§ PASSAGE PROVIDED:
***

Best practices to apply:

• Always set resource requests and limits
• Implement both liveness and readiness probes
• Use specific image tags (never :latest)
• Apply security context for non-root users
• Use labels for organization and selection
• Set appropriate replica count based on availability needs

Reference: See references/deployment-spec.md for detailed deployment options

3. Create Service Manifest

Choose the appropriate Service type:

ClusterIP (internal only):

apiVersion: v1
kind: Service
metadata:
  name: <app-name>
  namespace: <namespace>
  labels:
    app: <app-name>
spec:
  type: ClusterIP
  selector:
    app: <app-name>
  ports:
  - name: http
    port: 80
    targetPort: 8080
    protocol: TCP

LoadBalancer (external access):

apiVersion: v1
kind: Service
metadata:
  name: <app-name>
  namespace: <namespace>
  labels:
    app: <app-name>
  annotations:
    service.beta.kubernetes.io/aws-load-balancer-type: nlb
spec:
  type: LoadBalancer
  selector:
    app: <app-name>
  ports:
  - name: http
    port: 80
    targetPort: 8080
    protocol: TCP

Reference: See references/service-spec.md for service types and networking

4. Create ConfigMap

For application configuration:

apiVersion: v1
kind: ConfigMap
metadata:
  name: <app-name>-config
  namespace: <namespace>
data:
  APP_MODE: production
  LOG_LEVEL: info
  DATABASE_HOST: db.example.com
  # For config files
  app.properties: |
    server.port=8080
    server.host=0.0.0.0
    logging.level=INFO

Best practices:

• Use ConfigMaps for non-sensitive data only
• Organize related configuration together
• Use meaningful names for keys
• Consider using one ConfigMap per component
• Version ConfigMaps when making changes

Reference: See assets/configmap-template.yaml for examples

5. Create Secret

For sensitive data:

apiVersion: v1
kind: Secret
metadata:
  name: <app-name>-secret
  namespace: <namespace>
type: Opaque
stringData:
  DATABASE_PASSWORD: "changeme"

***

§ DATASET EXCERPTS:
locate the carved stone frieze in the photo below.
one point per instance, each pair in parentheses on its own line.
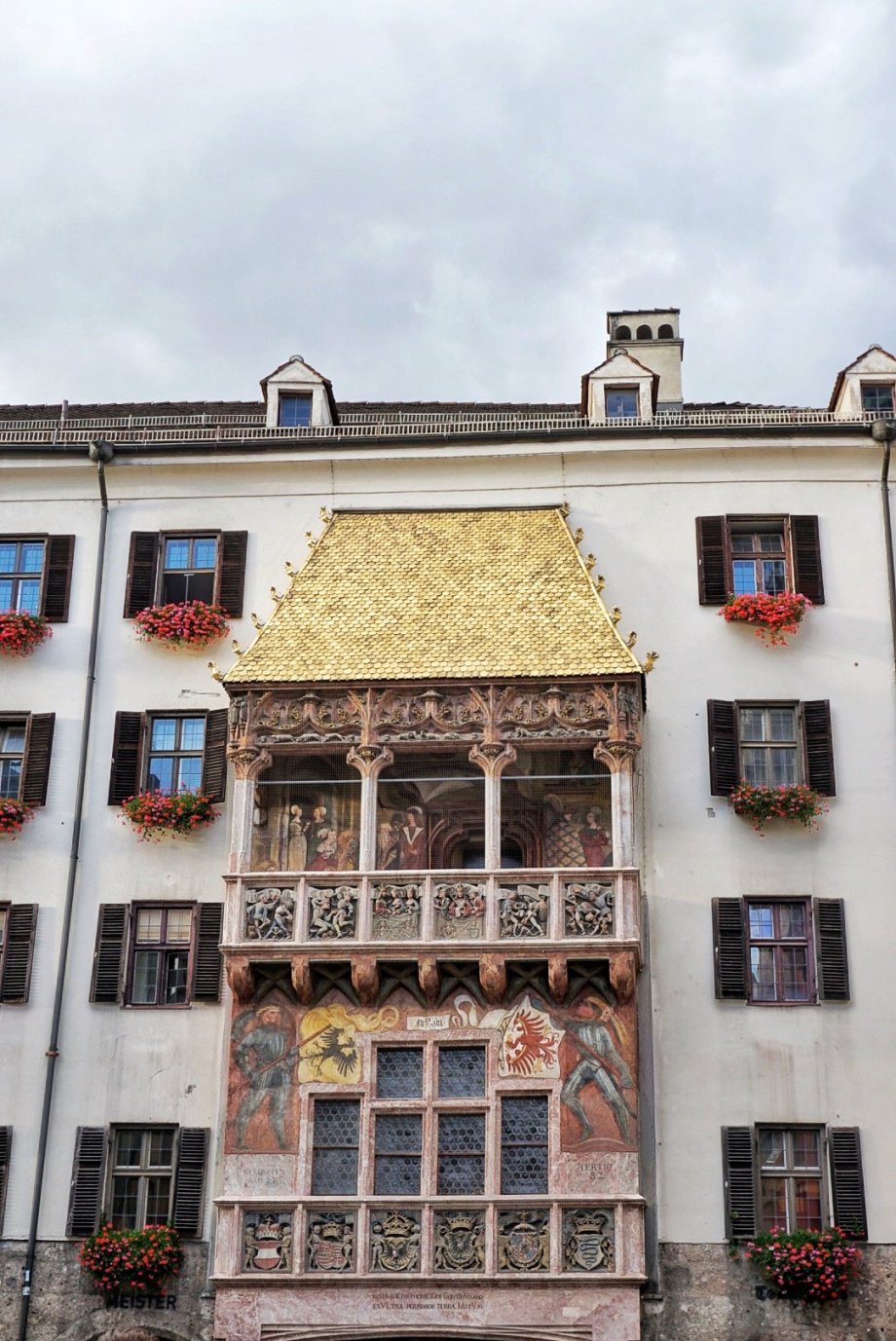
(270,913)
(587,908)
(587,1240)
(330,1242)
(525,1241)
(522,910)
(394,1241)
(461,911)
(459,1241)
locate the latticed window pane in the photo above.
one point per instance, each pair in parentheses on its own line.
(398,1071)
(462,1071)
(523,1140)
(336,1147)
(462,1153)
(397,1153)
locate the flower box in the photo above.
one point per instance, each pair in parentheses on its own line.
(20,633)
(155,813)
(770,615)
(131,1261)
(762,803)
(14,814)
(185,623)
(814,1266)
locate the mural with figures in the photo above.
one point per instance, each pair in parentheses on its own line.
(585,1049)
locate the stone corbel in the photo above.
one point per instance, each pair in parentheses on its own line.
(365,978)
(301,975)
(493,978)
(558,978)
(429,978)
(241,978)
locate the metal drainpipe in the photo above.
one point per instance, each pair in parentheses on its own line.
(100,454)
(884,430)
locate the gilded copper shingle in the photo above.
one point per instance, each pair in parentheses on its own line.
(416,596)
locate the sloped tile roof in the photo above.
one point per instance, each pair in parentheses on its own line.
(413,596)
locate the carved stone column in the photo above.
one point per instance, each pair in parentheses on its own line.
(493,758)
(248,764)
(369,761)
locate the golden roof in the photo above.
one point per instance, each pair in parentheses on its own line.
(439,596)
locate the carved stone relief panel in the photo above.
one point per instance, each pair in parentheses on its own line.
(461,911)
(587,908)
(459,1241)
(587,1240)
(394,1241)
(522,910)
(330,1241)
(267,1241)
(394,913)
(523,1241)
(333,913)
(270,913)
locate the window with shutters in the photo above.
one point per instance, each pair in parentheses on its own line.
(758,555)
(157,955)
(169,753)
(801,1176)
(35,575)
(770,744)
(170,566)
(430,1128)
(779,950)
(135,1174)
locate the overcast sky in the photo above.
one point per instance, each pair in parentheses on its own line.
(441,199)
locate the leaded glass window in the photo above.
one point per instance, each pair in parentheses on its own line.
(336,1147)
(523,1144)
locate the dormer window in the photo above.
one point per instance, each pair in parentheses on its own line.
(621,401)
(294,409)
(877,397)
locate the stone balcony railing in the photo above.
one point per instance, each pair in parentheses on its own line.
(326,913)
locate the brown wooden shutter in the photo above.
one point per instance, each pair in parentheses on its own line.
(725,764)
(818,746)
(38,750)
(128,743)
(215,755)
(713,559)
(6,1145)
(729,945)
(831,950)
(232,572)
(60,553)
(806,558)
(142,566)
(187,1212)
(206,974)
(739,1181)
(846,1181)
(86,1181)
(109,953)
(21,924)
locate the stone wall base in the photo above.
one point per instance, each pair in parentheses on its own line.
(64,1308)
(707,1295)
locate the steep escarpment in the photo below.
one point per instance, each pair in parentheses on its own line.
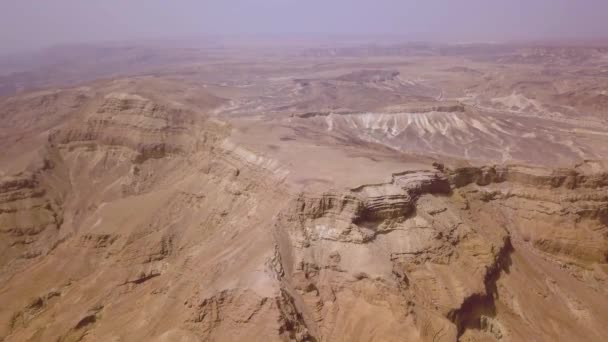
(143,219)
(434,254)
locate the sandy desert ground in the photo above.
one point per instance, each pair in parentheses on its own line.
(304,191)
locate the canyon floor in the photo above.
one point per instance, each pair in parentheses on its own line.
(304,191)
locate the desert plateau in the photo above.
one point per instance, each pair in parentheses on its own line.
(304,190)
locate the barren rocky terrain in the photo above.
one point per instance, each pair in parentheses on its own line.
(299,191)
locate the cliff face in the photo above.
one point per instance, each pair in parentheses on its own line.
(140,219)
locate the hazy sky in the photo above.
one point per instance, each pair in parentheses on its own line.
(34,23)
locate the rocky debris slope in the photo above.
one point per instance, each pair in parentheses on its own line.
(140,219)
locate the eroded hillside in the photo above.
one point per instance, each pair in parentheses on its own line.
(357,203)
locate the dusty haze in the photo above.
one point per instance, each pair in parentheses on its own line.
(31,24)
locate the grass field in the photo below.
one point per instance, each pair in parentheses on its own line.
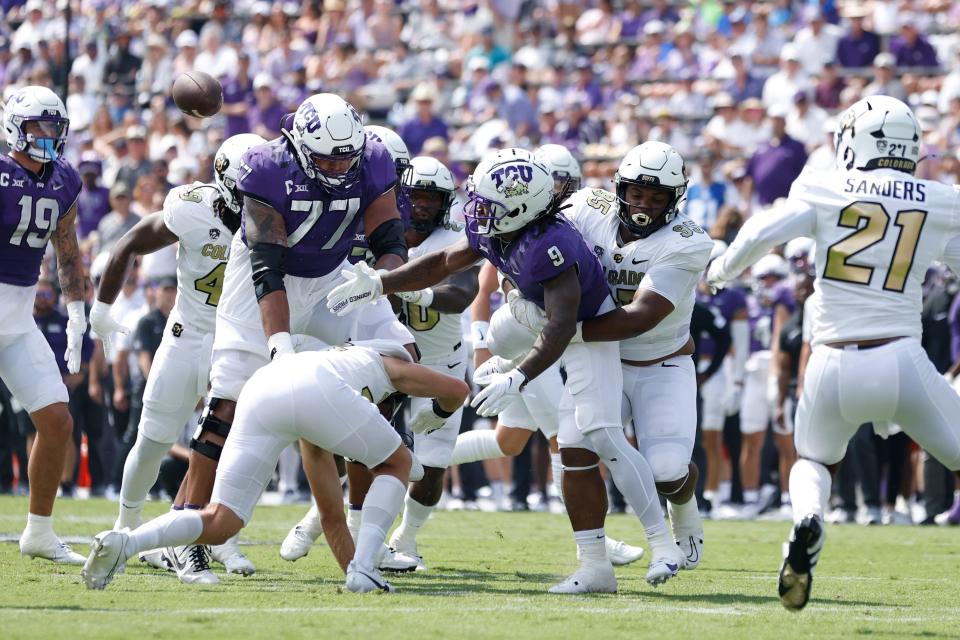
(488,579)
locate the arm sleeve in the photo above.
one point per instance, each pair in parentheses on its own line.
(789,220)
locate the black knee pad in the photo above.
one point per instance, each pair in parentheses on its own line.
(210,423)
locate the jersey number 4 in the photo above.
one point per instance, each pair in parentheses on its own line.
(839,255)
(212,284)
(45,215)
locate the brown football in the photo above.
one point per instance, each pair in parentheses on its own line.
(197,94)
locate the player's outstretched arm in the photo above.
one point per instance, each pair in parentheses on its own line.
(791,219)
(70,271)
(561,300)
(421,382)
(147,236)
(267,238)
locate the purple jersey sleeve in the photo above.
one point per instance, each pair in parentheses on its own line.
(30,210)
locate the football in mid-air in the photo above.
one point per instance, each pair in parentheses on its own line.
(197,94)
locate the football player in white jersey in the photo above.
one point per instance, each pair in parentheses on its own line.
(38,205)
(877,229)
(327,398)
(653,256)
(202,218)
(433,316)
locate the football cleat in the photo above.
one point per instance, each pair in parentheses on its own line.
(365,579)
(107,556)
(158,559)
(229,555)
(801,553)
(49,547)
(192,564)
(297,543)
(593,578)
(401,562)
(666,563)
(692,549)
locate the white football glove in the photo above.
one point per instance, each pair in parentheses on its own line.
(495,365)
(421,297)
(362,287)
(503,389)
(714,281)
(426,421)
(526,312)
(103,325)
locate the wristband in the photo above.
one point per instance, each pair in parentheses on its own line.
(437,409)
(478,333)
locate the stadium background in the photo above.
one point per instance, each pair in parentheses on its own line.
(746,91)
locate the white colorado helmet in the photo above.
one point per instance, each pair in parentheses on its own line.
(429,174)
(651,164)
(507,192)
(564,168)
(226,167)
(878,132)
(327,128)
(42,106)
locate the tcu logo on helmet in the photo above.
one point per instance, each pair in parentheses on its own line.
(505,177)
(311,117)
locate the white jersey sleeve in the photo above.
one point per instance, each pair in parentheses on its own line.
(669,262)
(438,335)
(876,234)
(201,256)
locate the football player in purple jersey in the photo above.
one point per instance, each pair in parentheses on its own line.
(38,203)
(512,221)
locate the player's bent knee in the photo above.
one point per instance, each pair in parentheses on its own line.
(211,428)
(220,524)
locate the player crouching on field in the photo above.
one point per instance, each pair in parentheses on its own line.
(327,398)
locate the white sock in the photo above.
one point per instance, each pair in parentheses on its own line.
(591,544)
(809,489)
(380,509)
(685,518)
(140,472)
(172,529)
(354,517)
(632,475)
(311,522)
(414,516)
(39,525)
(557,468)
(472,446)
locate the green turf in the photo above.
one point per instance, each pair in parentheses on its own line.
(488,579)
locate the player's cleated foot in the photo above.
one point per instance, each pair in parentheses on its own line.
(801,553)
(192,564)
(666,563)
(365,579)
(620,554)
(49,547)
(229,555)
(158,559)
(594,578)
(401,562)
(297,543)
(107,556)
(691,547)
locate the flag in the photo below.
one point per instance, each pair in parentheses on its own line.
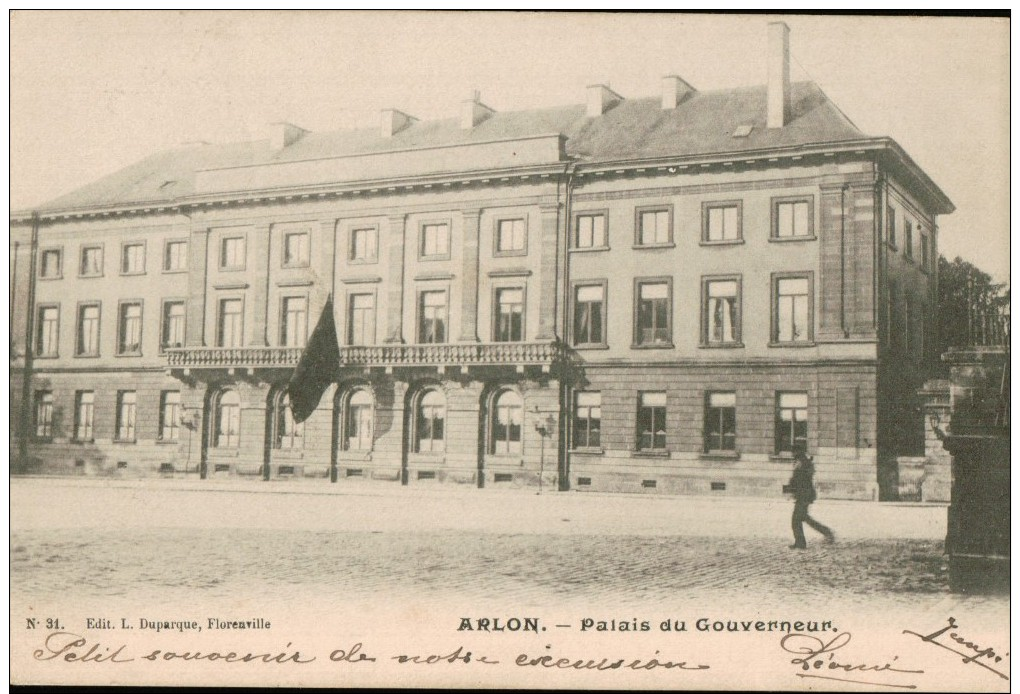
(317,368)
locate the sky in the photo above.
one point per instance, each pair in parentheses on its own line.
(94,92)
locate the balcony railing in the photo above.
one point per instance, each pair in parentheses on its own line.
(490,353)
(228,357)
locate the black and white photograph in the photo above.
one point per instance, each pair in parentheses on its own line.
(537,350)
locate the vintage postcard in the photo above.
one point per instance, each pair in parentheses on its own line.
(532,350)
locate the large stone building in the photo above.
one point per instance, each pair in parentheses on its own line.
(652,294)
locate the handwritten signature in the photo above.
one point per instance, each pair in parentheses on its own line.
(963,646)
(816,656)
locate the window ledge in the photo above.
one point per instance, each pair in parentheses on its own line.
(721,456)
(651,454)
(726,242)
(792,239)
(355,455)
(794,345)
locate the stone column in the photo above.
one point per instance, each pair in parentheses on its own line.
(469,283)
(261,238)
(549,247)
(198,247)
(395,315)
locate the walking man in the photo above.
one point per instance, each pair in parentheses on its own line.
(802,485)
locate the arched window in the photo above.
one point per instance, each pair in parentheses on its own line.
(359,422)
(227,419)
(505,429)
(287,434)
(429,429)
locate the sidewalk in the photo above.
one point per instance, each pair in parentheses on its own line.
(191,503)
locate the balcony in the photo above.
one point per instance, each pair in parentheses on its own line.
(518,354)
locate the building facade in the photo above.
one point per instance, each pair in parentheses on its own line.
(653,295)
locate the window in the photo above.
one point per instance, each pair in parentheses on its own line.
(88,331)
(435,241)
(294,331)
(906,324)
(92,261)
(721,221)
(588,420)
(653,325)
(509,315)
(590,231)
(125,415)
(364,245)
(508,416)
(231,324)
(175,256)
(358,423)
(44,414)
(172,334)
(429,426)
(51,265)
(432,317)
(792,312)
(226,419)
(792,218)
(232,252)
(133,258)
(47,333)
(590,314)
(169,415)
(651,422)
(720,423)
(791,423)
(288,434)
(511,237)
(296,249)
(721,311)
(130,341)
(84,408)
(655,227)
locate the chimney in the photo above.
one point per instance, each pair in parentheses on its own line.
(778,75)
(393,121)
(284,134)
(674,91)
(472,111)
(601,99)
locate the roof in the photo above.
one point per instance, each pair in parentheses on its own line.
(631,130)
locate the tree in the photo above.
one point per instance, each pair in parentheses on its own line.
(972,309)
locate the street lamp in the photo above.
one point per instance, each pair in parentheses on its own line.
(545,429)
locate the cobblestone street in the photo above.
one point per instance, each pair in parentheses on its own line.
(114,539)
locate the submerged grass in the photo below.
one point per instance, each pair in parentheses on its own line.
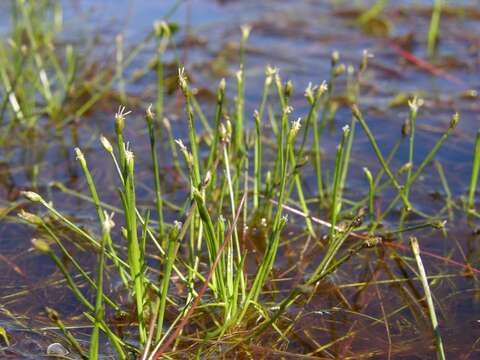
(232,293)
(195,283)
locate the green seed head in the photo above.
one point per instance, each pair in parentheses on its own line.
(288,88)
(108,223)
(106,144)
(454,121)
(52,314)
(32,196)
(245,32)
(41,245)
(295,128)
(356,111)
(335,58)
(29,217)
(182,80)
(80,157)
(149,115)
(256,117)
(120,118)
(339,70)
(166,124)
(309,93)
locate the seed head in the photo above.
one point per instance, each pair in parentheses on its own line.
(120,116)
(106,144)
(245,31)
(41,245)
(150,115)
(108,223)
(32,196)
(454,121)
(29,217)
(415,104)
(182,80)
(335,57)
(79,155)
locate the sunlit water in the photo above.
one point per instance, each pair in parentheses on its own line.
(297,37)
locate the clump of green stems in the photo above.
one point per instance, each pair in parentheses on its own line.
(42,78)
(208,246)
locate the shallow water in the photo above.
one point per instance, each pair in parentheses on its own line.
(297,37)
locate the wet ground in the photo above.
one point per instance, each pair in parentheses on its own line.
(372,309)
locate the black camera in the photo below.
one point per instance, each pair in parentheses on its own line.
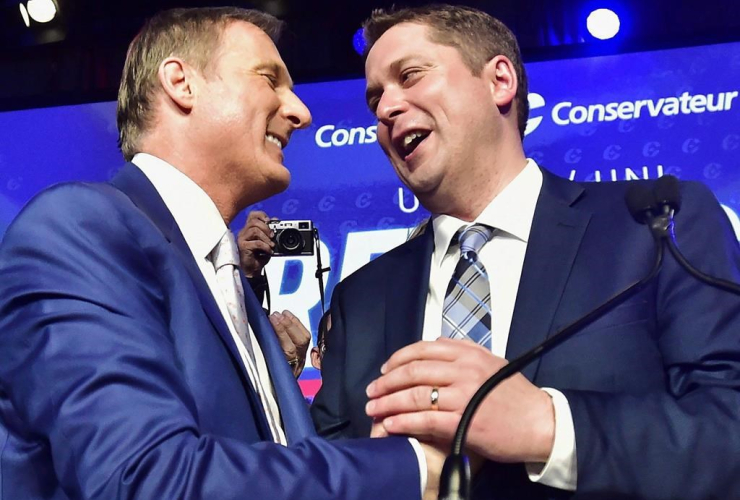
(292,237)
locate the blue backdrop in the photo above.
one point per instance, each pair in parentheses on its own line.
(628,116)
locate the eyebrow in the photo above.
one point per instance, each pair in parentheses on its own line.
(277,69)
(372,91)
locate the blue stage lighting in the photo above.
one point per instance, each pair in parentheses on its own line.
(603,24)
(358,41)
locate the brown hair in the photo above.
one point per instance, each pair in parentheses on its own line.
(193,34)
(477,36)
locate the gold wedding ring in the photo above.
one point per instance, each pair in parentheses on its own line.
(435,399)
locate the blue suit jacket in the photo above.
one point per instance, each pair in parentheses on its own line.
(653,385)
(119,378)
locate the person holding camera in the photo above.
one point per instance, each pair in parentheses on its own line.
(256,245)
(135,362)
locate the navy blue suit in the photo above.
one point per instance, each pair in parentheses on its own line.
(654,385)
(119,377)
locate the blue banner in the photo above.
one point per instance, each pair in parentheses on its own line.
(599,119)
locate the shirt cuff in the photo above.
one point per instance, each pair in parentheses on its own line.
(561,469)
(422,463)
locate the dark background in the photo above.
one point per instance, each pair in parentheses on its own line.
(78,57)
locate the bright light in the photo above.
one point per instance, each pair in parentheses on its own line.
(603,24)
(24,14)
(42,11)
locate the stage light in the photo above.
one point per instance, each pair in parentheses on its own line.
(358,41)
(24,15)
(603,24)
(41,11)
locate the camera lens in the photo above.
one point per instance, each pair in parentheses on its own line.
(291,240)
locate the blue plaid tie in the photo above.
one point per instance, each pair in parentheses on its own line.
(467,308)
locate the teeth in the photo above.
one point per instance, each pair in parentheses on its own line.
(274,140)
(411,137)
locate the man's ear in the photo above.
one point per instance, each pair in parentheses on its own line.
(176,79)
(501,74)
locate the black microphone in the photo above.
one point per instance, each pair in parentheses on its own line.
(454,481)
(668,203)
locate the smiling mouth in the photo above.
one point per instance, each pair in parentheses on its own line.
(411,141)
(275,140)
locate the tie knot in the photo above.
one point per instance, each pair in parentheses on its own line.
(474,237)
(225,252)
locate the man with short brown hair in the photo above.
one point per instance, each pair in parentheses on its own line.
(135,362)
(513,253)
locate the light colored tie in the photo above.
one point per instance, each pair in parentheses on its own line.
(466,313)
(225,258)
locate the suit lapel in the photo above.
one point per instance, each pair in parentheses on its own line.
(557,231)
(293,407)
(132,182)
(408,276)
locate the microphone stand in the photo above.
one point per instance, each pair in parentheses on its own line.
(455,476)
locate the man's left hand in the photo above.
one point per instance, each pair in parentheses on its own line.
(515,422)
(294,339)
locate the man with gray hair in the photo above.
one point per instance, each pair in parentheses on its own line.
(135,362)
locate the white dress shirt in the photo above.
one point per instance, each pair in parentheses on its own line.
(511,213)
(202,227)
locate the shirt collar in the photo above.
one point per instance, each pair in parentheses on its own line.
(194,212)
(510,212)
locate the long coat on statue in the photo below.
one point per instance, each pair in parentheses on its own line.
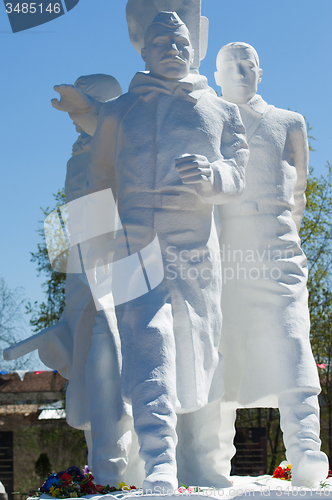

***

§ REQUESTS:
1 > Answer these from the Kubernetes manifest guide:
(a) Which image tag do the deployment best practices say never to use?
(b) What value does the LoadBalancer Service give the AWS load balancer type annotation?
(c) According to the ConfigMap best practices, what kind of data should ConfigMaps hold?
2 > Print everything in the Kubernetes manifest guide from "Best practices to" down to "tags (never :latest)".

§ TASK SOLUTIONS:
1 >
(a) :latest
(b) nlb
(c) Non-sensitive data only

2 >
Best practices to apply:

• Always set resource requests and limits
• Implement both liveness and readiness probes
• Use specific image tags (never :latest)